Gülay GÖKTÜRK
Gerçek şu ki, ister bizim yasalarımız ve anayasamız açısından bakın, ister AB Venedik Kriterleri açısından, eğer şimdiye kadar hukuku öne alan bir bakış açısıyla bakılmış olsaydı, HDP’nin çoktan kapatılmış olması gerekirdi.
Yine, hukuk bu kadar siyasallaşmamış olsaydı, HDP’nin birçok milletvekilinin dokunulmazlığı da çoktan kaldırılmış olurdu.
Mesela, sadece 6-8 Ekim Kobani olaylarındaki çağrı bile, Demirtaş’ın dokunulmazlığının kaldırılması ve söz konusu çağrıdan dolayı yargılanması için yeterdi. Ondan sonra yapılan düzinelerce açıklamayı ve teröre fiili destek anlamına gelen eylemleri saymıyorum.

Sağlanan malzeme:
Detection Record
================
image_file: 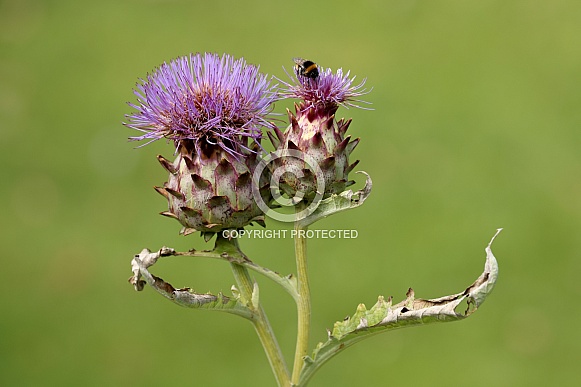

İstenenler:
**1)** HDP hakkındaki metinde "Gülay GÖKTÜRK" ifadesinin geçtiği yerden başlayınız ve "çoktan kaldırılmış olurdu." ifadesinden sonra durarak bu bölümü hiçbir değişiklik yapmadan yazdırınız.
**2)** HDP hakkındaki metne göre, Demirtaş'ın dokunulmazlığının kaldırılması için tek başına yeterli olacak çağrı hangi olaylarda yapılmıştır?

Görev yanıtları:
**1)**
Gülay GÖKTÜRK
Gerçek şu ki, ister bizim yasalarımız ve anayasamız açısından bakın, ister AB Venedik Kriterleri açısından, eğer şimdiye kadar hukuku öne alan bir bakış açısıyla bakılmış olsaydı, HDP’nin çoktan kapatılmış olması gerekirdi.
Yine, hukuk bu kadar siyasallaşmamış olsaydı, HDP’nin birçok milletvekilinin dokunulmazlığı da çoktan kaldırılmış olurdu.

**2)** 6-8 Ekim Kobani olaylarında.